EXERCISE —
Carry on the page about restoring greater glider habitat in East Gippsland forests, writing onward from the point where it stops.
+++ READING PASSAGE +++
Restoring Nutritional Landscapes
Reversing impacts on eucalyptus tree species diversity, while restoring greater glider habitat
Australian Government
Service Classification/s:
Eastern Gippsland, Victoria
Overview:
Disturbance from logging and fire has drastically altered forest distribution and composition in south-eastern Australia, leading to widespread loss of ecological function and biodiversity. In Victoria alone, 115,000 ha of known or likely threatened species habitat was logged from 2005-2020. Silvertop Ash (Eucalyptus sieberi) is a disturbance-adapted native eucalypt species that is increasingly dominating these areas. Unfortunately, Silvertop has high levels of herbivore deterring toxins and is a poor-quality food source for Australia’s most iconic eucalyptus leaf-eating mammals, greater gliders (Petauroides volans) and koalas (Phascolarctos cinereus). In addition to decreasing the nutritional quality of forests for these animals, disturbance-related proliferation of Silvertop Ash is causing substantial reductions in overall biodiversity and landscape resilience.
In 2021, Envite partnered with the Australian National University (ANU) on an ambitious project aiming to reverse the cumulative impacts of logging and fire on eucalyptus tree species diversity in East Gippsland forests, with a focus on restoring and improving greater glider habitat. Together, we established a series of forty 0.25 ha experimental plots (10 ha in total) to develop and refine methods for future upscaling across the landscape, using a previously logged (~3 years prior) Immediate Protection Area that burned in the 2019/20 bushfires as a case study.
+++ DATASET CONTENT +++
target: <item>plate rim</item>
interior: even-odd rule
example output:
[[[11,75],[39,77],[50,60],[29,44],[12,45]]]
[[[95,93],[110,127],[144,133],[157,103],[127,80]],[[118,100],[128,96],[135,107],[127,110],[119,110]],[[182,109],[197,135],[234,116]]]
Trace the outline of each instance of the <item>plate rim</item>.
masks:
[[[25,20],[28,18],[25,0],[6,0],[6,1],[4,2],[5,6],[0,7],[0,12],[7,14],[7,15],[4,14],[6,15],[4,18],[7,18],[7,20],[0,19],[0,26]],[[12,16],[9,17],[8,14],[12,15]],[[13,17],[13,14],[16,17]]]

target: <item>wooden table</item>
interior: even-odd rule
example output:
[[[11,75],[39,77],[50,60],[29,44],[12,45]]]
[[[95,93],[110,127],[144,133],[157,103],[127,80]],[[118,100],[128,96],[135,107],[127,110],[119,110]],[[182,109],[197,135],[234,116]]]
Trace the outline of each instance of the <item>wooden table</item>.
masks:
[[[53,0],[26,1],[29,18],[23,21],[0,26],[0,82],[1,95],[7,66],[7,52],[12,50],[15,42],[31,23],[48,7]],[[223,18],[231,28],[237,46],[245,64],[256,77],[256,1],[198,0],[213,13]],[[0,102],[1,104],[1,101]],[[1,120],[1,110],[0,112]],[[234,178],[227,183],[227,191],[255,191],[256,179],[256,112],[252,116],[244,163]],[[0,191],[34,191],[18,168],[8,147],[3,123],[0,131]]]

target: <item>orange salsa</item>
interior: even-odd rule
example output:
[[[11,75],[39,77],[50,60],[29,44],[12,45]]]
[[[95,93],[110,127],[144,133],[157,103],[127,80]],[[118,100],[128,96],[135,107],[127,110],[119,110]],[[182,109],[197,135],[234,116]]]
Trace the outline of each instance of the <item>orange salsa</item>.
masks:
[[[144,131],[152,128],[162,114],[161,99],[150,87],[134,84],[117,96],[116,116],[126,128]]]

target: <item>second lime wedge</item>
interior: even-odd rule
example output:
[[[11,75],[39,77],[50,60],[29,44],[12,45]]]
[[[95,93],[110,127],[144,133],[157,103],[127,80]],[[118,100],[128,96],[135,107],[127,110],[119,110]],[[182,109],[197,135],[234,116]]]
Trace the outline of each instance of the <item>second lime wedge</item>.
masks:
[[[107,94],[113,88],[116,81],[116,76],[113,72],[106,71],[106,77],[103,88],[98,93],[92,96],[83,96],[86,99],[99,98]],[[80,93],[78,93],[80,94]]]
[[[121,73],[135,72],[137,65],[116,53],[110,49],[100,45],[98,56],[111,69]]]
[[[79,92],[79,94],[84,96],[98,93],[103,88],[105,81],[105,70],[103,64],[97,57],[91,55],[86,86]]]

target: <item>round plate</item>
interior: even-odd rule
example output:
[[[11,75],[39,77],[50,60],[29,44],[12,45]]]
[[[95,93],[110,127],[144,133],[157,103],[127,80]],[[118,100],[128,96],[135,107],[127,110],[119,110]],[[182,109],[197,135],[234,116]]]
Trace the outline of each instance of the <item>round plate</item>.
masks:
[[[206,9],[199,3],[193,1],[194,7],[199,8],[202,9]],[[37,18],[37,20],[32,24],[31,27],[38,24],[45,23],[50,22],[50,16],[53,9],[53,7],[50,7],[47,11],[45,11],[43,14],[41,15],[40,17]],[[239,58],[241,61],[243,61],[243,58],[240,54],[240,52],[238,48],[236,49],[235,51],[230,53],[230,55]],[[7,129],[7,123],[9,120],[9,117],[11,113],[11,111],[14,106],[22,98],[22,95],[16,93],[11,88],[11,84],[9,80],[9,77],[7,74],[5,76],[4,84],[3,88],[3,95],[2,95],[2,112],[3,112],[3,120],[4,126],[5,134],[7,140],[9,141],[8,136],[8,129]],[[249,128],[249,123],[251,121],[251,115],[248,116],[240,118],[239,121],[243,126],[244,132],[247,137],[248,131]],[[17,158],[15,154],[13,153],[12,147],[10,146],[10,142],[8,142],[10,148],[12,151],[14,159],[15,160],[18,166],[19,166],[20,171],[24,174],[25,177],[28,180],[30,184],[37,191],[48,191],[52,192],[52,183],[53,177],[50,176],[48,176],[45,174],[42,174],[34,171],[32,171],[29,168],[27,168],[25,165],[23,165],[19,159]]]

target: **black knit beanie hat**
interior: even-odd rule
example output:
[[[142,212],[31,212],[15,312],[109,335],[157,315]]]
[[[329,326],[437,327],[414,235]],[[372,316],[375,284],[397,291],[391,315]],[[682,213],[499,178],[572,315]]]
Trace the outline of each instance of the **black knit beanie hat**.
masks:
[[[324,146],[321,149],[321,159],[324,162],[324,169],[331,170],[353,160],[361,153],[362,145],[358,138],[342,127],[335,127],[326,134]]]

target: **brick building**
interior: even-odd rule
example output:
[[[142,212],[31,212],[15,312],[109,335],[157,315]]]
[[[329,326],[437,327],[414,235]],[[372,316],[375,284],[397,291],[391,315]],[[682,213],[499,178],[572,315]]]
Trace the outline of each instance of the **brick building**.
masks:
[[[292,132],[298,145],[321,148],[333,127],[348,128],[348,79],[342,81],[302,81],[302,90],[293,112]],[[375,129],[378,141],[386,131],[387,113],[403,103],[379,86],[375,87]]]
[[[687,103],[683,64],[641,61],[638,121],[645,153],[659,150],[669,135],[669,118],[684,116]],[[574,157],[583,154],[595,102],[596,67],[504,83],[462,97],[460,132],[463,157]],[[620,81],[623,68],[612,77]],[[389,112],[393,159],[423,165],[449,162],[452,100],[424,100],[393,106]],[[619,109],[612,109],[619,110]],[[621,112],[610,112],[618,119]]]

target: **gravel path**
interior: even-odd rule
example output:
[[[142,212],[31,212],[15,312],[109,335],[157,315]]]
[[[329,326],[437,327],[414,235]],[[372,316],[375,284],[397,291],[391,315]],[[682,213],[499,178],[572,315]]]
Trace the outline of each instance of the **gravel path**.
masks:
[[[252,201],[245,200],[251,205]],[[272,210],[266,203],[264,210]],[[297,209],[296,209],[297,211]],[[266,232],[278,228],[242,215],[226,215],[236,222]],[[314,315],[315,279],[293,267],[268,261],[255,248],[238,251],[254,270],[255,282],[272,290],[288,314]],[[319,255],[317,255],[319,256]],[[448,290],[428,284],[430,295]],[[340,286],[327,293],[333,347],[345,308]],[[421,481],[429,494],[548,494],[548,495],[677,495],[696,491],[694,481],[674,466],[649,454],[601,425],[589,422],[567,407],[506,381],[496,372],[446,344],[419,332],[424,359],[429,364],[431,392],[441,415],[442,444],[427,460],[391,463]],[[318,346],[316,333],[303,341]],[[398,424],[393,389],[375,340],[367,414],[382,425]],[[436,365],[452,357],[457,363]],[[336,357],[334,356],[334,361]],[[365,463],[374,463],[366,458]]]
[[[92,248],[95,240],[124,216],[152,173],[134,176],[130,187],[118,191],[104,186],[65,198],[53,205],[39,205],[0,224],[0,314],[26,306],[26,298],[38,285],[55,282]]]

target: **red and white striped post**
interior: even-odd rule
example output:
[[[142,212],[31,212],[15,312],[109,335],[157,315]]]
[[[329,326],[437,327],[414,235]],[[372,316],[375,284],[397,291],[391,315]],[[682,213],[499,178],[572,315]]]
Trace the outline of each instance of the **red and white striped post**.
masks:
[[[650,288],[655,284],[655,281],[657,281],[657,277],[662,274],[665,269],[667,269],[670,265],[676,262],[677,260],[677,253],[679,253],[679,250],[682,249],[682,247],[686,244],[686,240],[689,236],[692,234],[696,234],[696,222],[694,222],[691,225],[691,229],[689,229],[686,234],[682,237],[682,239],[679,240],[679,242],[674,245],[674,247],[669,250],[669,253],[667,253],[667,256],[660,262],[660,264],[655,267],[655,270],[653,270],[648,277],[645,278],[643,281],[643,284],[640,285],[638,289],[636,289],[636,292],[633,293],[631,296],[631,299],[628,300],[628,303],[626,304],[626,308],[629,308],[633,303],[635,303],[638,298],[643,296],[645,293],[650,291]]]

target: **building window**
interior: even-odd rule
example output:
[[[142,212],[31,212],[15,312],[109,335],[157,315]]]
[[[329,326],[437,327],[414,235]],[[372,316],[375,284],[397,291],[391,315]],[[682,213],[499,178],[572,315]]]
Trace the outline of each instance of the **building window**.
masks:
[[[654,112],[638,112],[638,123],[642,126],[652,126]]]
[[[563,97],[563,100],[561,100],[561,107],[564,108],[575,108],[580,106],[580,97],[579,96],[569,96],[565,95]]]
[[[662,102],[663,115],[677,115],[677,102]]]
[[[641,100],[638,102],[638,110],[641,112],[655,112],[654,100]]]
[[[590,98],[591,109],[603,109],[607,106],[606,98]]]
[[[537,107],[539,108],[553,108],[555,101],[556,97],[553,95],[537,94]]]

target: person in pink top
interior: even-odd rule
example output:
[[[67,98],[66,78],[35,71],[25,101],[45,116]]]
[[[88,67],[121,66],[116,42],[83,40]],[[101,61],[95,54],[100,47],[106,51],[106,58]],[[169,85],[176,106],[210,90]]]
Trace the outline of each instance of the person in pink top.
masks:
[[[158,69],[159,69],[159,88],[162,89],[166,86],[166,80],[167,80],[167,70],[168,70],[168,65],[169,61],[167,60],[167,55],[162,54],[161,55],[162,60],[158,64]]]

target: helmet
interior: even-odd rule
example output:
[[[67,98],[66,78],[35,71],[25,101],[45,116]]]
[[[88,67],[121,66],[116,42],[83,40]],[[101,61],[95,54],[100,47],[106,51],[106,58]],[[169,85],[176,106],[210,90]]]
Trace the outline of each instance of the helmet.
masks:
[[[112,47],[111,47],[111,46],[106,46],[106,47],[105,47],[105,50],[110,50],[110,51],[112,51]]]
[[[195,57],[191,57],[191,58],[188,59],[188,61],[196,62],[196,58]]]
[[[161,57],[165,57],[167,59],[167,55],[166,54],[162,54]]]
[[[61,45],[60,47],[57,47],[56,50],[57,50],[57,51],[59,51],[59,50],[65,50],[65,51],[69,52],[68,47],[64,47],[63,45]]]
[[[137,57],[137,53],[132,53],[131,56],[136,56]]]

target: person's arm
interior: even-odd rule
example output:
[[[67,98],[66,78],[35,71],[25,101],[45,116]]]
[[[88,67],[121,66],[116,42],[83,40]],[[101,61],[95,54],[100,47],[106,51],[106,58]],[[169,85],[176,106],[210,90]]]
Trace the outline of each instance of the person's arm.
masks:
+++
RESPONSE TO THIS EXERCISE —
The methods being trialed include:
- Ecological thinning of Silvertop Ash;
- Silvertop thinning plus supplementary seeding of more diverse, locally appropriate eucalyptus tree species with a focus on improving the nutritional landscape for greater gliders;
- Thinning and supplementary planting of the same, locally-appropriate eucalyptus tree species; and
- Control sites with no intervention, used to assess the efficacy of our actions against ‘business as usual’.
Outcomes:
This novel restoration work will create the conditions needed for greater gliders to exist in forests that would otherwise remain uninhabitable due to disturbance–related changes in tree species composition and nutritional quality. Monitoring of eucalyptus tree species recruitment and diversity at trial sites will be used to inform best-practice methods for restoring habitat for greater gliders and broader biodiversity across the landscape, including by managing Silvertop Ash proliferation following disturbance.
Envite’s role in this project has been funded by a Landcare Led Bushfire Recovery Program Grant, supported by the Australian Government’s Bushfire Recovery Program for Wildlife and their Habitat.